------ RECORDS FOR THIS EXERCISE ------

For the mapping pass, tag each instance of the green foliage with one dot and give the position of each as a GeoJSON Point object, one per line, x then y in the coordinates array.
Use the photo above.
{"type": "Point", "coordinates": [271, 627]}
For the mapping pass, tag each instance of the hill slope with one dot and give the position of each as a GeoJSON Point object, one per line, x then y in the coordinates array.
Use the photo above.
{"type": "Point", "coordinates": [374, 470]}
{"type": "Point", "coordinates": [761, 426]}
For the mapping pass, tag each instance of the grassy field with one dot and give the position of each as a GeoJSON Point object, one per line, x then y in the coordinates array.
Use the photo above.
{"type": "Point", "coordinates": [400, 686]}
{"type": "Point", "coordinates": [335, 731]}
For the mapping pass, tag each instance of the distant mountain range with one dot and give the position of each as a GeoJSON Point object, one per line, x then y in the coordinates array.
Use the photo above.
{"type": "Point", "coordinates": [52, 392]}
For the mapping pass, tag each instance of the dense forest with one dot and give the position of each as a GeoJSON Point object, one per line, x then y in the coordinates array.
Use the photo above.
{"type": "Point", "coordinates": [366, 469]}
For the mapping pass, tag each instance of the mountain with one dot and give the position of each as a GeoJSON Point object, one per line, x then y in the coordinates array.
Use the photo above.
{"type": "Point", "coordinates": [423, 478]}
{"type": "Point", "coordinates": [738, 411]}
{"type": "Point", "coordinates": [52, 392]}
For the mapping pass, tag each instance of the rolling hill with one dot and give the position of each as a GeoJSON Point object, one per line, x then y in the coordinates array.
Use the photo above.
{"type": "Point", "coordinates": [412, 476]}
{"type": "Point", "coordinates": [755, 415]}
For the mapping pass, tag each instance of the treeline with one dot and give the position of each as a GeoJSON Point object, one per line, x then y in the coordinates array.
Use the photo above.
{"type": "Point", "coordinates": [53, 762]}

------

* THE TASK: Write all of the records out exactly, including every line.

* RESULT FOR THIS TASK:
For the mapping pass, tag each instance of the green foliage with one dot and give the position of each as a GeoJSON Point object, one per line, x then y in the coordinates array.
Use the photo above.
{"type": "Point", "coordinates": [271, 627]}
For the mapping pass, tag each instance of the hill slope with one dot and give the position of each as a GeoJSON Point object, one per line, x then y in the coordinates array.
Use the photo above.
{"type": "Point", "coordinates": [374, 470]}
{"type": "Point", "coordinates": [761, 426]}
For the mapping pass, tag each instance of the grassy field with one dot and give the position of each as a GeoJSON Point object, one per line, x then y in the coordinates array.
Use the photo above.
{"type": "Point", "coordinates": [400, 686]}
{"type": "Point", "coordinates": [335, 731]}
For the mapping pass, tag each instance of the distant mountain range with one dot and give the position of each as a GeoJSON Point object, one per line, x then y in the coordinates array.
Use the photo above.
{"type": "Point", "coordinates": [52, 392]}
For the mapping pass, tag each instance of the dense forest with one dot and give the position of each as a GeoJSON Point object, one per line, x then y in the coordinates array.
Use the photo above.
{"type": "Point", "coordinates": [366, 469]}
For the mapping pass, tag each instance of the mountain with one dot and give the position of each as a GeoJSON Point object, one per line, x then y in the coordinates array.
Use the photo above.
{"type": "Point", "coordinates": [423, 478]}
{"type": "Point", "coordinates": [738, 411]}
{"type": "Point", "coordinates": [52, 392]}
For the mapping pass, tag each instance of the rolling hill with one dot and give the position of each as a GeoJSON Point object, one per line, x then y in the coordinates array.
Use the photo above.
{"type": "Point", "coordinates": [412, 476]}
{"type": "Point", "coordinates": [755, 415]}
For the mapping pass, tag each instance of the treeline with one dot and give the position of each as a GeoJSON Point object, one per line, x then y in the coordinates array.
Use the photo above.
{"type": "Point", "coordinates": [53, 762]}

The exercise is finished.